• Study material:
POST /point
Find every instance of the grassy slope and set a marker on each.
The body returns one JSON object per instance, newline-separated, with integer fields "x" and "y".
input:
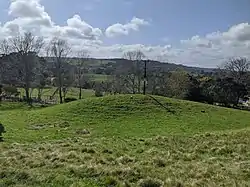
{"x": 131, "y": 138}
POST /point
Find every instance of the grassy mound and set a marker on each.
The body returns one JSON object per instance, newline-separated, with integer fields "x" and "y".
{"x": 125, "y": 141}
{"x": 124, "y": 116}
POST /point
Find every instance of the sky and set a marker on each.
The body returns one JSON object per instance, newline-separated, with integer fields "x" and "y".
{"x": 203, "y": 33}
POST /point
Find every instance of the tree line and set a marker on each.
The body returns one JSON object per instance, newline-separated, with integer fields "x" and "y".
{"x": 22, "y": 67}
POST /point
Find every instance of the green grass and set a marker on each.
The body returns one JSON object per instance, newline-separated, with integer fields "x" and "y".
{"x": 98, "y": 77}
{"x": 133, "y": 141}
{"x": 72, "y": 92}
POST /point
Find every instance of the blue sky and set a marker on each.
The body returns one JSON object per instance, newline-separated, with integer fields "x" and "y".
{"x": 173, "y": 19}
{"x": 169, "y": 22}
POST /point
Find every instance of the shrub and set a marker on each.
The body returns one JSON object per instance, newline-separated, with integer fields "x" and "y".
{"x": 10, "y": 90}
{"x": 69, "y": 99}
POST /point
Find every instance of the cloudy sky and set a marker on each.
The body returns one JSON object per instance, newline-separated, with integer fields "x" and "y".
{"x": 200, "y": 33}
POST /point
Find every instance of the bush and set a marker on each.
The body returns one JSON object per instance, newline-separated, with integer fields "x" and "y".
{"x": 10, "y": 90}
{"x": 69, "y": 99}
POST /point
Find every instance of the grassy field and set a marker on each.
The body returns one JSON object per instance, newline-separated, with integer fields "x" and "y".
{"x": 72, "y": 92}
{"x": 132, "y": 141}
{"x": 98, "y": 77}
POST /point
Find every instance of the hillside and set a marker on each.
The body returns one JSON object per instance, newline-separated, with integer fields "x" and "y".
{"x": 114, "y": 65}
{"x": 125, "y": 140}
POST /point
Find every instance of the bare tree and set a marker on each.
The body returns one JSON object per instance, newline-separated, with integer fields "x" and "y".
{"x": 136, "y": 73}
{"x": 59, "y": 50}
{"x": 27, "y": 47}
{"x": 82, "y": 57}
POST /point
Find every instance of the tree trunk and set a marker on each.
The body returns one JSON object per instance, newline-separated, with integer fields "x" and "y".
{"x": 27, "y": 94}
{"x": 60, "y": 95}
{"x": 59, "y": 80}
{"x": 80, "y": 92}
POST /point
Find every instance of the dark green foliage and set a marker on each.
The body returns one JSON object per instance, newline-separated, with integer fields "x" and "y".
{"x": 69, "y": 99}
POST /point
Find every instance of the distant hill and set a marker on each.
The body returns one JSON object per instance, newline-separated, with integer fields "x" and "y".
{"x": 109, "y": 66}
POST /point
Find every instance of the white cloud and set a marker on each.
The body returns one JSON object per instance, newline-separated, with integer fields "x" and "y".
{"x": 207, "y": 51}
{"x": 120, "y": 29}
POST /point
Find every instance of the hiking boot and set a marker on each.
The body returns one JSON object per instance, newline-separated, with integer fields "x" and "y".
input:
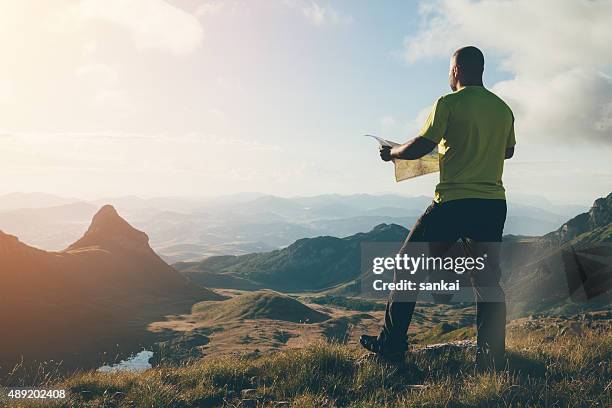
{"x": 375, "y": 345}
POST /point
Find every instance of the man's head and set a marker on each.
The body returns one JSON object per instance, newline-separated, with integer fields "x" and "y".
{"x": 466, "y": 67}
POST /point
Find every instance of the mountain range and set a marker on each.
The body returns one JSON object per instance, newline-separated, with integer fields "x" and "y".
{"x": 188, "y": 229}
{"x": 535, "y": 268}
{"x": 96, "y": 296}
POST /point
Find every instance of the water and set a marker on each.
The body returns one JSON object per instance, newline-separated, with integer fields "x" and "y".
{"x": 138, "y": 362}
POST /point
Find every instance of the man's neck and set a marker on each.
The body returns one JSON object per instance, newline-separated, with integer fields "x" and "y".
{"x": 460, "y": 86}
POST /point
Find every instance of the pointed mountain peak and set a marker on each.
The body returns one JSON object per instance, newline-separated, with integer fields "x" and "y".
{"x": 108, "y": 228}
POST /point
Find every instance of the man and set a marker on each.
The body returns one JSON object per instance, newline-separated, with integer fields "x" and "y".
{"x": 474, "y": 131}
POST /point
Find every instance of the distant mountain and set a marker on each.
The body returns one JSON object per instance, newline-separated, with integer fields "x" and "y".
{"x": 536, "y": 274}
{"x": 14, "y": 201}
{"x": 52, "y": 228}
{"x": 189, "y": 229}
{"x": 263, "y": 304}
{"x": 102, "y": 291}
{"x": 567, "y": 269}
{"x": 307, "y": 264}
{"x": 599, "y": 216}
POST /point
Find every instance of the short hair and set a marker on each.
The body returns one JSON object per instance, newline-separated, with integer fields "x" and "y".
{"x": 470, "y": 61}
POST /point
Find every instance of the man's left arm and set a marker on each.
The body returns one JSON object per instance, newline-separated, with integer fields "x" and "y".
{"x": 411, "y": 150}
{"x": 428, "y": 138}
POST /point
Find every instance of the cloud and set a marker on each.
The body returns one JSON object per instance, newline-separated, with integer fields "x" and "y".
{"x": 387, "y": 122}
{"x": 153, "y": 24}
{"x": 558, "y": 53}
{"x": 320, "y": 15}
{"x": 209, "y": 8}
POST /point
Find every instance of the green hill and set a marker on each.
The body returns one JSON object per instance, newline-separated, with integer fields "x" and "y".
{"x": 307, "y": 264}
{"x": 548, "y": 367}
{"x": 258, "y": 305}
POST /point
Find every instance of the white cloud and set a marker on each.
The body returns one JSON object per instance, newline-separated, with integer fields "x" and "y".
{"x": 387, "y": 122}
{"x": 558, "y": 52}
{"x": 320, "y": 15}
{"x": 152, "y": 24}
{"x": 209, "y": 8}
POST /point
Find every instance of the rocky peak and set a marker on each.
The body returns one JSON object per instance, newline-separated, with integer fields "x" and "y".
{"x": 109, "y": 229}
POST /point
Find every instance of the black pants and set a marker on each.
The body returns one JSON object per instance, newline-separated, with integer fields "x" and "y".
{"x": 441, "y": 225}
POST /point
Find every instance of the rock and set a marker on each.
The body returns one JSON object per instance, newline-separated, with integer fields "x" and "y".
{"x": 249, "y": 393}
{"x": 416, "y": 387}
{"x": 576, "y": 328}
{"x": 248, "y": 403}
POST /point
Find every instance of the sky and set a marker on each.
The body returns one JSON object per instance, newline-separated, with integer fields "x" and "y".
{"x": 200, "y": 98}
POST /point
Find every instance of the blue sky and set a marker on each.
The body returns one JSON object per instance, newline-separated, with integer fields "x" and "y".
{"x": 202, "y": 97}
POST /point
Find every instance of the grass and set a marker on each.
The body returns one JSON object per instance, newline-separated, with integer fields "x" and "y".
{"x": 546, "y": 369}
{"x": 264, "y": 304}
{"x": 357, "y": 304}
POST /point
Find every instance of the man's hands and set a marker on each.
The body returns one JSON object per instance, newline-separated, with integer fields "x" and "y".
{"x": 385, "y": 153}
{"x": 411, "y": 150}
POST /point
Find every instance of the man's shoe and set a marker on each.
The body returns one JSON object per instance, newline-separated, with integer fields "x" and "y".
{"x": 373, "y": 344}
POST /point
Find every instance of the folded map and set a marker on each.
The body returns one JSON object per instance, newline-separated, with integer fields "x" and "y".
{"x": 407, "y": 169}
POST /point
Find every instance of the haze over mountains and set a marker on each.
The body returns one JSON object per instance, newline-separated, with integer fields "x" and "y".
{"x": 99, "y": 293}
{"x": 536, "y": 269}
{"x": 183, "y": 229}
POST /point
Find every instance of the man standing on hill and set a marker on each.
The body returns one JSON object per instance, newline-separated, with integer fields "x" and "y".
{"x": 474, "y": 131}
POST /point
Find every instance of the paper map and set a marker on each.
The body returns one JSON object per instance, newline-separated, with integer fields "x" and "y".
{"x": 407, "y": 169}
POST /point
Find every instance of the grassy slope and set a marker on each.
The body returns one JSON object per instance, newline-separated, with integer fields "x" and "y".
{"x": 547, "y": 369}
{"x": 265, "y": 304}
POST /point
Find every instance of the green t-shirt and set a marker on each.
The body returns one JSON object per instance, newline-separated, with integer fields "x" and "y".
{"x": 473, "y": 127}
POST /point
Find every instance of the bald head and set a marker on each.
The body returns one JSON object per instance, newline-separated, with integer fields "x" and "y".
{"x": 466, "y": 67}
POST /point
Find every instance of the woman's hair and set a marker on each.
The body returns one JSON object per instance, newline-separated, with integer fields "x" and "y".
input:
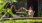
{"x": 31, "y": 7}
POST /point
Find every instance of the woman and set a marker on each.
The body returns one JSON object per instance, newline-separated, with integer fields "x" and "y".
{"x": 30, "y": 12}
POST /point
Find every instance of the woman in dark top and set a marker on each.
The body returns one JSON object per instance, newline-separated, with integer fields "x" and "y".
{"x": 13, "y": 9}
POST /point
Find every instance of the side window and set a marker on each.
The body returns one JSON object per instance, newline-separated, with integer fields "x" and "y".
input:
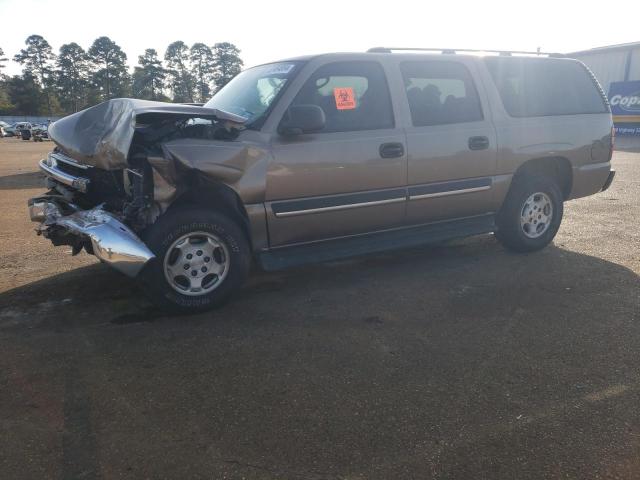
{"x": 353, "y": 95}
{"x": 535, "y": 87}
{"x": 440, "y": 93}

• About this task:
Print exactly the lines above, between the one holding "Find every instance of the mountain" and the one holding "Find every instance of the man's neck", inclusive, and nothing besides.

• Task solution:
Find every instance of the mountain range and set a marker on each.
The body returns one JSON object per instance, newline-separated, with integer fields "x" and "y".
{"x": 188, "y": 229}
{"x": 535, "y": 268}
{"x": 96, "y": 296}
POST /point
Find every instance of the water and set a marker on each.
The body returns one JSON object per instance, newline-separated, with integer fields "x" and "y".
{"x": 138, "y": 362}
POST /point
Find every instance of the man's neck and set a marker on each.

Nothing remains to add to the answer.